▶ GIVEN EXERCISE:
Exactly reproduce all the records, keeping pictures out of the copy.

▶ DATA FOR THIS EXERCISE:
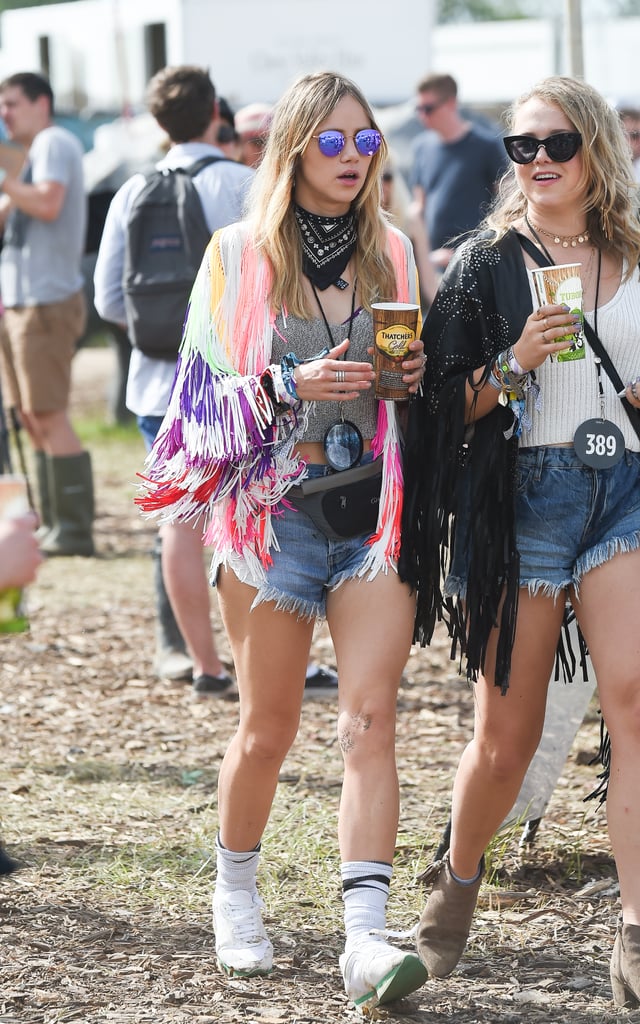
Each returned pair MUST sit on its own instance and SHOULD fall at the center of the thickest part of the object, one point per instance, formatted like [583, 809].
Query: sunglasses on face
[559, 147]
[331, 143]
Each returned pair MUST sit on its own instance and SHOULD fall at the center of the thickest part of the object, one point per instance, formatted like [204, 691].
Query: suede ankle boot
[445, 921]
[626, 966]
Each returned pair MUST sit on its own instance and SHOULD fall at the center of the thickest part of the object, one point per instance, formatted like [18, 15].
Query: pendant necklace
[343, 441]
[566, 241]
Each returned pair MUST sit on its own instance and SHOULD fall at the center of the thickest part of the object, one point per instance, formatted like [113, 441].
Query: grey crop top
[306, 338]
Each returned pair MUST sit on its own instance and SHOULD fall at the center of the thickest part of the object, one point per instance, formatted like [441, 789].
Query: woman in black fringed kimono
[523, 484]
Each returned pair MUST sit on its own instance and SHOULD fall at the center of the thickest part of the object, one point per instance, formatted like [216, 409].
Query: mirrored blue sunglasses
[332, 142]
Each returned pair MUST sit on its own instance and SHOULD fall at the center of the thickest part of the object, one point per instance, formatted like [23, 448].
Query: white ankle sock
[236, 870]
[465, 882]
[366, 890]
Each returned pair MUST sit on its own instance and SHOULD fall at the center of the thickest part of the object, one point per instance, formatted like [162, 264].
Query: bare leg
[371, 626]
[186, 585]
[607, 611]
[270, 651]
[506, 733]
[52, 432]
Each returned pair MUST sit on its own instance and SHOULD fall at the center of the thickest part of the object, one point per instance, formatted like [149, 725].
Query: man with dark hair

▶ ANSWER TO THIS TASK:
Each returned pair MUST sit on its own instance and SHOULD fall at the center of the thickest part of the object, one point per instance, formatted like [583, 809].
Query: sunglasses on face
[559, 147]
[331, 143]
Each returned pair MUST sit on its own instance and SHOULD fall at the center of the thickest part of the object, one point per instance, formatted like [204, 691].
Query: suede ankle boot
[445, 921]
[626, 966]
Each returned pair MUST sit on its own instance and SHOULD fall at the center of the thickest part of the object, one point per instance, formatted like [18, 15].
Query: pendant necklace
[343, 441]
[566, 241]
Each returned pair MUST sit on its own instance and SHOULD fall at the center of the thickest part of the object, one point per instance, formatted like [113, 441].
Query: grey crop top
[306, 338]
Each returned pair MUST sit on its own instance and SHOULD fall at the center of the thickest part of the object, one point per instance, formatted like [441, 789].
Query: woman in black fringed kimono
[523, 484]
Each returned pair MUST sit on its own instance and SHOULD fall at the center of the thickest part of the object, one point per instance, formatted like [216, 409].
Query: mirrored blue sunglasses
[332, 142]
Each returned pair MUST sit on its own instance and SHOULD fall at the center of the thickest part of the object, one point per instance, formatted like [23, 448].
Query: white ankle sock
[236, 870]
[465, 882]
[366, 890]
Each returned pair MUST sit on its own instance and SHOULD fall at the center of the thickest part of the object, one point per instance, formatted like [162, 264].
Query: bare leg
[371, 626]
[186, 585]
[607, 611]
[270, 651]
[506, 733]
[52, 432]
Each returned pair MUST sit on its own instance and SHOULD fall at the center of the thickest part of the object, one point per instance, formatted like [149, 725].
Query: man with dark hair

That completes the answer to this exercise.